* **EXTRACTED DATA**:

★ ★ ★ ★ ★ ★ ★

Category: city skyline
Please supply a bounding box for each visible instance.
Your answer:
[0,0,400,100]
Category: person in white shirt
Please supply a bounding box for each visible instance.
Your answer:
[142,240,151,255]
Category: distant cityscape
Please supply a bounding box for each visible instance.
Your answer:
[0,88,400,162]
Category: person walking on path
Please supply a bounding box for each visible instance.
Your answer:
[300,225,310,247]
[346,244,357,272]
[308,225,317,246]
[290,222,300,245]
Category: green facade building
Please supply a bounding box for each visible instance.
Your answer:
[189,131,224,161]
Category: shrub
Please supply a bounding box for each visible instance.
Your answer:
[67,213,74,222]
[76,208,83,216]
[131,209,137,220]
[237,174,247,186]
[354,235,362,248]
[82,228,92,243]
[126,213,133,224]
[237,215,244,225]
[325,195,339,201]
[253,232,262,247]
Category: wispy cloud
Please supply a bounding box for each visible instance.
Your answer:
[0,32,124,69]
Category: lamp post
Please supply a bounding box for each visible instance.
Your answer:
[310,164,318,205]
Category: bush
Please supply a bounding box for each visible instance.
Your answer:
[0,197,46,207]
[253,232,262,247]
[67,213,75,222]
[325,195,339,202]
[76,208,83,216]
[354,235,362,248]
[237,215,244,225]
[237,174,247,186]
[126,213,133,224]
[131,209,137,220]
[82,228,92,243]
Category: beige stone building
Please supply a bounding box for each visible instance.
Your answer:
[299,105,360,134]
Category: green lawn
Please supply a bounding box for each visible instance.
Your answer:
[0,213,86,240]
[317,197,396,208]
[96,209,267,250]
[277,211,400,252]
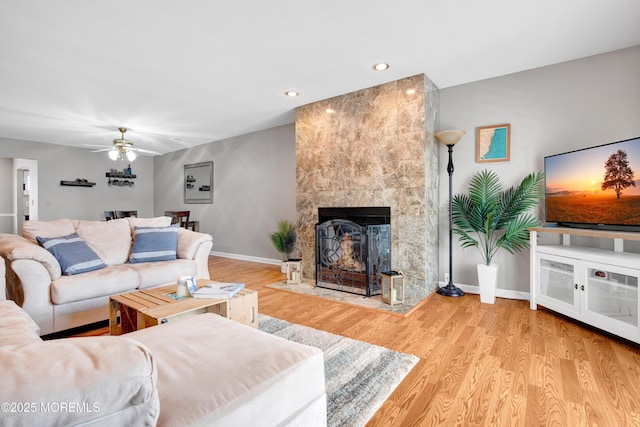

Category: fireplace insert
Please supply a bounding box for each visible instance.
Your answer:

★ ★ ★ ★ ★ ★ ★

* **WRITTEN EXERCISE**:
Rewrite every line of the data above as a numbered list, skipping blank lines and leaving out the pictures.

* **TASK RESPONSE**:
1. Category: city skyline
2. Please supply a bounding box for each visible instance.
3. Your answer:
4. [0,0,400,100]
5. Category: person in white shirt
6. Please supply a bounding box for each visible instance.
7. Your answer:
8. [142,240,151,255]
9. Category: distant cityscape
10. Please supply a bounding box for each visible instance.
11. Your answer:
12. [0,88,400,162]
13. Category: person walking on path
14. Please supply a bounding box for each visible instance.
15. Your answer:
16. [300,225,310,247]
17. [346,244,357,272]
18. [308,225,317,246]
19. [290,222,300,245]
20. Category: green facade building
21. Please supply a bounding box for each visible instance.
22. Your answer:
23. [189,131,224,161]
24. Category: shrub
25. Please supply a bounding box for each visible instance.
26. Your answer:
27. [67,213,74,222]
28. [76,208,83,216]
29. [131,209,137,220]
30. [237,174,247,186]
31. [354,235,362,248]
32. [82,228,92,243]
33. [126,213,133,224]
34. [237,215,244,225]
35. [325,195,339,201]
36. [253,232,262,247]
37. Category: wispy cloud
38. Please supply a bounding box for each visible instance.
39. Your answer:
40. [0,32,124,69]
41. Category: lamp post
42. Please supply a bounding box for each visible instance.
43. Your answer:
44. [310,164,318,205]
45. Category: bush
46. Please supply a bounding box for each visible instance.
47. Your answer:
48. [0,197,46,207]
49. [253,232,262,247]
50. [67,213,75,222]
51. [325,195,339,202]
52. [76,208,83,216]
53. [354,235,362,248]
54. [237,215,244,225]
55. [237,174,247,186]
56. [126,213,133,224]
57. [131,209,137,220]
58. [82,228,92,243]
59. Category: beige stone building
60. Please supply a bounding box for each visible instance.
61. Your answer:
62. [299,105,360,134]
63. Category: green lawn
64. Please supply a bounding box for each visible instance.
65. Your answer:
66. [0,213,86,240]
67. [317,197,396,208]
68. [96,209,267,250]
69. [277,211,400,252]
70. Category: fireplace insert
71. Please supply a bounding box for each visible instance.
72. Your answer:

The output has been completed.